東京都立小児総合医療センター主催の【小児在宅医療サポートチーム勉強会】において《学校で働く看護師の役割の充実について》というテーマでお話させていただきました。
主には医療・福祉職を中心とした勉強会ですが、オンラインという事もあり全国から200名以上の方が参加しておられました。
今回の小児在宅医療サポートチーム勉強会では?
この日のオンライン研修では、学校で働く看護師の役割について、医療機関や訪問看護の医療職や、福祉事業所などの福祉職の方々に向けてお話させていただくというものでした。
学校は「教育の場」なので、そこでは、看護師は、その専門性を活かして医療的ケアを進め、教員が、その専門性を活かしてサポートする。教員は、その専門性を活かして授業を進め、看護師が、その専門性を活かしてサポートする。と文科省は説明しています。(公益財団法人日本訪問看護財団作成「学校における医療的ケア実施対応マニュアル看護師用」18ページ)
【小児在宅医療サポートチーム勉強会】では、文科省が示す「教員の専門性」と「看護師の専門性」についてあらためて考えてみました。
「教員の専門性」「看護師の専門性」ってどのような事でしょうか?
教員の専門性については「教室で教員は、教育内容を扱いながら児童・生徒の様子をその変化を観察、対応、判断するという、短い時間での状況認識と意思決定を幾度となく行っている」という表現をしている文献もあります。(日本教育経営学会紀要第58号2016年「教員の専門性」論の特徴と課題)
私は、対象児童・生徒の状態をアセスメントし【教育的ニーズ】を抽出できる事が「教員の専門性」ではないかな、と捉えています。

== データ抜粋 ==
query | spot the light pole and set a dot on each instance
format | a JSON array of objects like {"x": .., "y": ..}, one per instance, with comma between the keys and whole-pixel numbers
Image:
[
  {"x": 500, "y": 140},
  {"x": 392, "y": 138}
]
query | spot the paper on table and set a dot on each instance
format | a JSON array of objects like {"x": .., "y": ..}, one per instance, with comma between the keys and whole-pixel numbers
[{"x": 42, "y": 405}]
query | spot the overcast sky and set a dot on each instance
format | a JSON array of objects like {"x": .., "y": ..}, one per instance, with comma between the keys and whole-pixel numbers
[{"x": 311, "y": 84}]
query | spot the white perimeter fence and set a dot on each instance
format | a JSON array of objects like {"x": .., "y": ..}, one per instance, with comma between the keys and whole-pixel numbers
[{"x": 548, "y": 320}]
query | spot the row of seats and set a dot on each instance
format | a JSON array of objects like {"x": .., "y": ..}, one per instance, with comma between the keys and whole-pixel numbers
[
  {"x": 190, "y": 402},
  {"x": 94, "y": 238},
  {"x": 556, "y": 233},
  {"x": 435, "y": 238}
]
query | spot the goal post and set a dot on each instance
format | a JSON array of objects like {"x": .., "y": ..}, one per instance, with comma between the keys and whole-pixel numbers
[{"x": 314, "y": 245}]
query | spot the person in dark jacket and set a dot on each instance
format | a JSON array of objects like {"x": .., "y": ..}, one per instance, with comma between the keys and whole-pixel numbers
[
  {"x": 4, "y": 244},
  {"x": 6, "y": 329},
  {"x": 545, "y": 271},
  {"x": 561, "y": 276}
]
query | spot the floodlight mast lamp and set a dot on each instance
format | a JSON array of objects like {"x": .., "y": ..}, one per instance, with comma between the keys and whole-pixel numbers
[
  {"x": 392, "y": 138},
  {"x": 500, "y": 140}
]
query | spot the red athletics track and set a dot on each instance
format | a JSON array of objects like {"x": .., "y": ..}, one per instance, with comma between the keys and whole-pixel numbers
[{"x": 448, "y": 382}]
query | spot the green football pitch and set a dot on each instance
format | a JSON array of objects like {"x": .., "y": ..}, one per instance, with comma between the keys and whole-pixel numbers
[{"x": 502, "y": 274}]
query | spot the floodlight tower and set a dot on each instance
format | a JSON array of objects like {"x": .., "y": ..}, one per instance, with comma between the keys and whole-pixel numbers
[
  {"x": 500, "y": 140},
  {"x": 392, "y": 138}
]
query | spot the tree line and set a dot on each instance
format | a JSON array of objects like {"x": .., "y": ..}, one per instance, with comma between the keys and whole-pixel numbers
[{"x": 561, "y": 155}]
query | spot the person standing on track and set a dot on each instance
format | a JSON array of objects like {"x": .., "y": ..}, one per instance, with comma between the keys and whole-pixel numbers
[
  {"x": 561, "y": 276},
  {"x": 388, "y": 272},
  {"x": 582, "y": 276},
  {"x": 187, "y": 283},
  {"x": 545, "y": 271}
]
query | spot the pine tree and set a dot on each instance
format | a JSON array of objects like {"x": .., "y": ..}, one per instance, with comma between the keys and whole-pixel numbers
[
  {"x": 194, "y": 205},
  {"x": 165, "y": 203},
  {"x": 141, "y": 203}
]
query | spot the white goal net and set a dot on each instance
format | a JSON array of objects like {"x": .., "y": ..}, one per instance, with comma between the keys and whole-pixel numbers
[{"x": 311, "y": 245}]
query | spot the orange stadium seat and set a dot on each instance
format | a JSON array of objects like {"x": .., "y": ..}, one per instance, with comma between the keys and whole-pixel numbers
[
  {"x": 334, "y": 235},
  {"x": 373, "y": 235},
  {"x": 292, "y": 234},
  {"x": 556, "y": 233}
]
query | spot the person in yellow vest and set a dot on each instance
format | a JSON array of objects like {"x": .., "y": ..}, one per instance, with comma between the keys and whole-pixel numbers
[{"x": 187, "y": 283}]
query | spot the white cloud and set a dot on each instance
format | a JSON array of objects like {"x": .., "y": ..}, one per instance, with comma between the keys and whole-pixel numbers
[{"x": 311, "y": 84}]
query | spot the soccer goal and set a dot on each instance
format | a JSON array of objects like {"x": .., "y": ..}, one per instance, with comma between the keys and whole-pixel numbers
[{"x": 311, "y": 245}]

---

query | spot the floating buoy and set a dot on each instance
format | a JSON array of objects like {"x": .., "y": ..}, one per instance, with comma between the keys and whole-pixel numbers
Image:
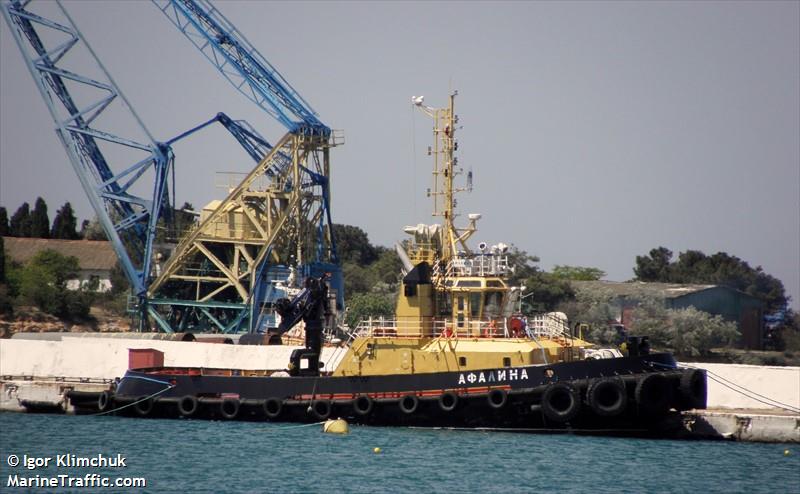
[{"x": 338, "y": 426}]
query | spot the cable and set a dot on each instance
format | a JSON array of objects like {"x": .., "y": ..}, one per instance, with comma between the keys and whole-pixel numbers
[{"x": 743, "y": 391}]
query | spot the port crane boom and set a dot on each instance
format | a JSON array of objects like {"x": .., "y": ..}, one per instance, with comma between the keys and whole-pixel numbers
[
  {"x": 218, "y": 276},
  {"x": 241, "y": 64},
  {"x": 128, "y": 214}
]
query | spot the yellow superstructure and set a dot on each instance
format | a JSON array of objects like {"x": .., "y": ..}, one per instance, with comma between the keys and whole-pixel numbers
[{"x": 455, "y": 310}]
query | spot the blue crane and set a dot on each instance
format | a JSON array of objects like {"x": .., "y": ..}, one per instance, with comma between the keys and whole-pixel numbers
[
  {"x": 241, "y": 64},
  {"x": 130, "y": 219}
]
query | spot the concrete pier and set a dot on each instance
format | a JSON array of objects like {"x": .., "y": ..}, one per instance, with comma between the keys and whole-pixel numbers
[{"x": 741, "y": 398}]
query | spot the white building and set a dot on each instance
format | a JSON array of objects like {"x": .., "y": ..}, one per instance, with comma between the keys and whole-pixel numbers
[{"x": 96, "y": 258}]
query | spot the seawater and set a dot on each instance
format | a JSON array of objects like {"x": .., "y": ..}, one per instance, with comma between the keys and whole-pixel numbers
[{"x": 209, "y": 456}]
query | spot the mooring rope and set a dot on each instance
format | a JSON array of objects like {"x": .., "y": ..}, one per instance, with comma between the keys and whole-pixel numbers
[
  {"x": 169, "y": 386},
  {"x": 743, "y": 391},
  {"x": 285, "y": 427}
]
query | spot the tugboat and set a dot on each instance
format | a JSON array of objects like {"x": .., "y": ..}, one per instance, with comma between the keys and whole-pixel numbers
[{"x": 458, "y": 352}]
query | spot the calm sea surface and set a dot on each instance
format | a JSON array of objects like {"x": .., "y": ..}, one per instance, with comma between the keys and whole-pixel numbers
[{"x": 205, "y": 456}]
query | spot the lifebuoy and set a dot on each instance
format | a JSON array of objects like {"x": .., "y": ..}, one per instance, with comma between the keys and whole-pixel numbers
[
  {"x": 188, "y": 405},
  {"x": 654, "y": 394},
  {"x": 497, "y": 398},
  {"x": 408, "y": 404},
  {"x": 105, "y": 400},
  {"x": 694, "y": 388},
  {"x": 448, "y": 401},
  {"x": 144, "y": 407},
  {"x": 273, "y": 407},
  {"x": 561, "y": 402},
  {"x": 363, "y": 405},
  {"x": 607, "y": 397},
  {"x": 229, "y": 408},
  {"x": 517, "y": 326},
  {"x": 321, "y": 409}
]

...

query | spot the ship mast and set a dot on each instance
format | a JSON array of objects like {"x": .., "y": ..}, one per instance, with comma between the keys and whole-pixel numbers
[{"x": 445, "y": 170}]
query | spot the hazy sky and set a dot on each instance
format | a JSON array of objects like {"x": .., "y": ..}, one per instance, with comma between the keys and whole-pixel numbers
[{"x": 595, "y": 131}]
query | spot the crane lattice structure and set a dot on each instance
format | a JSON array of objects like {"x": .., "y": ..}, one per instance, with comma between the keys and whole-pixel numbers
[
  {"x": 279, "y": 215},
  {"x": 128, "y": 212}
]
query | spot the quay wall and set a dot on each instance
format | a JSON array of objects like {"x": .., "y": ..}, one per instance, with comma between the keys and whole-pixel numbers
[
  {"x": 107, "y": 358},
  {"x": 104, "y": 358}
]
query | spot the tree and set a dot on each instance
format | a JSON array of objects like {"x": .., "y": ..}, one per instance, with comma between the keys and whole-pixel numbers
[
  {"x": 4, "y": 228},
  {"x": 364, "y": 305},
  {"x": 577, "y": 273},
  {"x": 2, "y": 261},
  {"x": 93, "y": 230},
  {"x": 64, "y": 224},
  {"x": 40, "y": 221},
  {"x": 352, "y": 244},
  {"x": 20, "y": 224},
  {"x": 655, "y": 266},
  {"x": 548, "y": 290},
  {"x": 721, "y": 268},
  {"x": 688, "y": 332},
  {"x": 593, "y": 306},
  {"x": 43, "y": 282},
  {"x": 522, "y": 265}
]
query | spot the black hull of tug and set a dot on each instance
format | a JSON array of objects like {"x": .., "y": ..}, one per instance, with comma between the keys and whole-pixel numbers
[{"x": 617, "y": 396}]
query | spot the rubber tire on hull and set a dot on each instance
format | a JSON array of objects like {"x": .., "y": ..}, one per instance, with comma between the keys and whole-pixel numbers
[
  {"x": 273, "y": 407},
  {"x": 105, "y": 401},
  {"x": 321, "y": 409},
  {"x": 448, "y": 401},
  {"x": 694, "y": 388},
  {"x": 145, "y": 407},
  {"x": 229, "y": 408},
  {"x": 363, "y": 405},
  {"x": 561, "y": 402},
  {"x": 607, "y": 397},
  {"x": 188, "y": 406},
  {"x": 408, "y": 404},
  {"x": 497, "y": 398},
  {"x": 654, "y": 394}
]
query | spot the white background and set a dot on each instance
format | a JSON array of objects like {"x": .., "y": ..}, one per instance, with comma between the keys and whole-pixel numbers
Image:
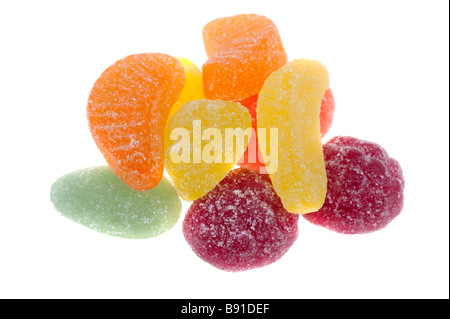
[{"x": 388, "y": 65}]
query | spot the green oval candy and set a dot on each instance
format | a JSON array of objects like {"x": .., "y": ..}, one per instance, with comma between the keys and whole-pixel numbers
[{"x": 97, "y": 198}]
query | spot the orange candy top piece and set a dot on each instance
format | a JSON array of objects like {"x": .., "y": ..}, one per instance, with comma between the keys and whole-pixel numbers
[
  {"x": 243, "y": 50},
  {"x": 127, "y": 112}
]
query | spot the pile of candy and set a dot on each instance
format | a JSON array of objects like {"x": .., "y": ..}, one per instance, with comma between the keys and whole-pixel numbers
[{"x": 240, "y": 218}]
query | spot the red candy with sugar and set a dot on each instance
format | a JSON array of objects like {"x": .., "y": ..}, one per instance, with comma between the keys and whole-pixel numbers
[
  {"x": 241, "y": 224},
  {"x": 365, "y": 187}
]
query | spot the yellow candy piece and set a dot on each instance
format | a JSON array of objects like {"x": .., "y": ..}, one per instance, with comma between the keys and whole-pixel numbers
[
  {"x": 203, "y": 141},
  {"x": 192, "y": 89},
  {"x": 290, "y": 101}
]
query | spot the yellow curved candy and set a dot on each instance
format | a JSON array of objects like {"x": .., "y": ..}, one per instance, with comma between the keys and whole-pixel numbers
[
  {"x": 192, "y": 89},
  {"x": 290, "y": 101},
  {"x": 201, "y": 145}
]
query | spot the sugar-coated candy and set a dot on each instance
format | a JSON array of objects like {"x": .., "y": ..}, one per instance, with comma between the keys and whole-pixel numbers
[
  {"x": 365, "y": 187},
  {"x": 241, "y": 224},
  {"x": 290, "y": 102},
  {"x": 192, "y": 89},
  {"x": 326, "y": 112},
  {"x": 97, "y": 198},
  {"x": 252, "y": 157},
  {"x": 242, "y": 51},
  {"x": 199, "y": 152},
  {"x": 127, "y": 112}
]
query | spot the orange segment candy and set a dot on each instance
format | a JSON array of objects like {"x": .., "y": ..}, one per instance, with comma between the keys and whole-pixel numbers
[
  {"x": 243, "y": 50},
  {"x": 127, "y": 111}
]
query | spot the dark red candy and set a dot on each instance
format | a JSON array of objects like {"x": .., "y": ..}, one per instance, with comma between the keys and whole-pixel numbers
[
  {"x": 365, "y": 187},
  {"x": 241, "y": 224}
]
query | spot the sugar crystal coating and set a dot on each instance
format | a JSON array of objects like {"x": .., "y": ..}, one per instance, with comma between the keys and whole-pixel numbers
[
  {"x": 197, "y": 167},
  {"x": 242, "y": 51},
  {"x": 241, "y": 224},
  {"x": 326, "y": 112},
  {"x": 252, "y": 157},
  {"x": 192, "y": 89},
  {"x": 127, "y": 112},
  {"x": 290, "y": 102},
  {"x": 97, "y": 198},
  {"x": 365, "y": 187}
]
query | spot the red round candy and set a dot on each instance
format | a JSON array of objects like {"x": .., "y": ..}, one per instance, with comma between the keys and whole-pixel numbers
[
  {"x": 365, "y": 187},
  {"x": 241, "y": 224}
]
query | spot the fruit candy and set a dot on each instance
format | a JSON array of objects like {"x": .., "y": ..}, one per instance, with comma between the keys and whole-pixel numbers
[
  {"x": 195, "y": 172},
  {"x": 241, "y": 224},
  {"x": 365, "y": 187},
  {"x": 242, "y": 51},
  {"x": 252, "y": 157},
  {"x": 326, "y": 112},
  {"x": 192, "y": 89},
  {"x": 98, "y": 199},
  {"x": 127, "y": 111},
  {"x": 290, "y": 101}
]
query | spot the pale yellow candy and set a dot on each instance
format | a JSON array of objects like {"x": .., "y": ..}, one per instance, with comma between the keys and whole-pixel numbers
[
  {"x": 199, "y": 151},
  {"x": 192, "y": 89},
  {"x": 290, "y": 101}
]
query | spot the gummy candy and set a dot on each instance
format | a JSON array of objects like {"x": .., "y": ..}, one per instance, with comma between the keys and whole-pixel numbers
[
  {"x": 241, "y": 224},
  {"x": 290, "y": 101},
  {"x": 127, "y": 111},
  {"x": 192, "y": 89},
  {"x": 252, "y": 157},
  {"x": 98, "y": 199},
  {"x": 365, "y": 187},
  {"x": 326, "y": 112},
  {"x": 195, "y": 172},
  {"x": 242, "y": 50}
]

== 課題の内容 ==
分析用テキストを読んで、次の問いに答えてください。
1. 勉強会を主催したのはどこですか。
2. 勉強会には何名以上が参加しましたか。
3. 文科省の説明を引用したマニュアルを作成したのはどこですか。

== 解答 ==
1. 東京都立小児総合医療センター
2. 200名以上
3. 公益財団法人日本訪問看護財団